[GIVEN TASK] Everything from the line that contains "of the green" through the final line of the records should be written out exactly, and nothing outside that span.

=== DATA RECORDS ===

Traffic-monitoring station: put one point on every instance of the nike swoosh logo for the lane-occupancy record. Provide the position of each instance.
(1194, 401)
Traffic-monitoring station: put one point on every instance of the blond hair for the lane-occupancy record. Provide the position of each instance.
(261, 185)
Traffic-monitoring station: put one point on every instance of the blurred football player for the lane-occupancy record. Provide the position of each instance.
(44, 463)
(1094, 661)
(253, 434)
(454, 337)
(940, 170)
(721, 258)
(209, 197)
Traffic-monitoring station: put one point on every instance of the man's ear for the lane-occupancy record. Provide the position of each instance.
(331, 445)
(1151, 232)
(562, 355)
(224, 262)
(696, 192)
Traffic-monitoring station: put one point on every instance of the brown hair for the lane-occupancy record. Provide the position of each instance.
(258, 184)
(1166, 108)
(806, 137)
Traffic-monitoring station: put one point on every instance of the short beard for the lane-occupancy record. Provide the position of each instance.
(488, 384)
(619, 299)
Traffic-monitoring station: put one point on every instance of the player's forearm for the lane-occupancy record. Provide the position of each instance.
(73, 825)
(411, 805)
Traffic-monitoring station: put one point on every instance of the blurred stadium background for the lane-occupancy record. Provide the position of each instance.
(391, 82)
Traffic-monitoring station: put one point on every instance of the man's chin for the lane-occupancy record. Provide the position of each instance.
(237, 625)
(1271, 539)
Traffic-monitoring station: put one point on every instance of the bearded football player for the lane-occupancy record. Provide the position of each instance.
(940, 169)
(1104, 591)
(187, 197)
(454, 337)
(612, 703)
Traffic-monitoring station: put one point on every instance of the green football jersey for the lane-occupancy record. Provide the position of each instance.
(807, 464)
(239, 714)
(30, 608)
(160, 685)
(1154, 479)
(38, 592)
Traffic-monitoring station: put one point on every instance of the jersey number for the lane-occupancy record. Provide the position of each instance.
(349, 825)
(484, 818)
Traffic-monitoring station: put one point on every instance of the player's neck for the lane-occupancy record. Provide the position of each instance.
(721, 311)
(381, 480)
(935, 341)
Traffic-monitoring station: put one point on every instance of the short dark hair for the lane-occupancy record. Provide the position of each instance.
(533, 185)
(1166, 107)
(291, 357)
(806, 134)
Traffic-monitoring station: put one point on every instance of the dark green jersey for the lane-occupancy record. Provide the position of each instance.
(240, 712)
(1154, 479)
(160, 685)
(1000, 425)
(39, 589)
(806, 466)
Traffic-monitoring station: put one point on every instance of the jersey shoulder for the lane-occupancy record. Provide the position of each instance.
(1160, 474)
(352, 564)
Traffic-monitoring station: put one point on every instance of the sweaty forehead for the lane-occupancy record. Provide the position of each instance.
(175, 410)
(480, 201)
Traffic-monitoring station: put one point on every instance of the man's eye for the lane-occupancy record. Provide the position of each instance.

===

[RESPONSE TO THIS EXERCISE]
Traffic-monitoring station: put one point on every instance of the green football jersey for the lane-occupancy record. Provide the position of each instance.
(807, 464)
(239, 714)
(30, 608)
(160, 685)
(1154, 479)
(38, 592)
Traffic-monitoring station: put one point on every instance of the jersey number for the lane-occupancy record. Provide the position of each instance.
(349, 825)
(484, 818)
Traffic-monitoring station: put one point on every instance of the player's neck for the lane-occupancy record. Provide the position of each instance.
(721, 311)
(381, 480)
(935, 341)
Traffic-monitoring station: put one point on every instance of the short dark hair for the lane-occupancy record. Provide the position of each instance.
(533, 185)
(1166, 107)
(291, 357)
(806, 134)
Traffic-monitoring station: put one point on every instance of the dark green jersey for the lane-occupancy record. Provide the position of each instance.
(240, 712)
(1154, 479)
(160, 685)
(1000, 425)
(39, 589)
(806, 466)
Traffic-monitoring station: put one point on every instance of the jersey shoulder for the lane-occupancy record. Provide the position of each instance.
(1160, 474)
(352, 564)
Traffic-monitoring station: put one point on every instance of the sweaty forehead for the lane-occupancy record. Provide the position of each instance.
(175, 410)
(480, 201)
Traffic-monitoring station: put one point on every instance of the man's eye for the lane-occupancy record. Provide the position of each instance.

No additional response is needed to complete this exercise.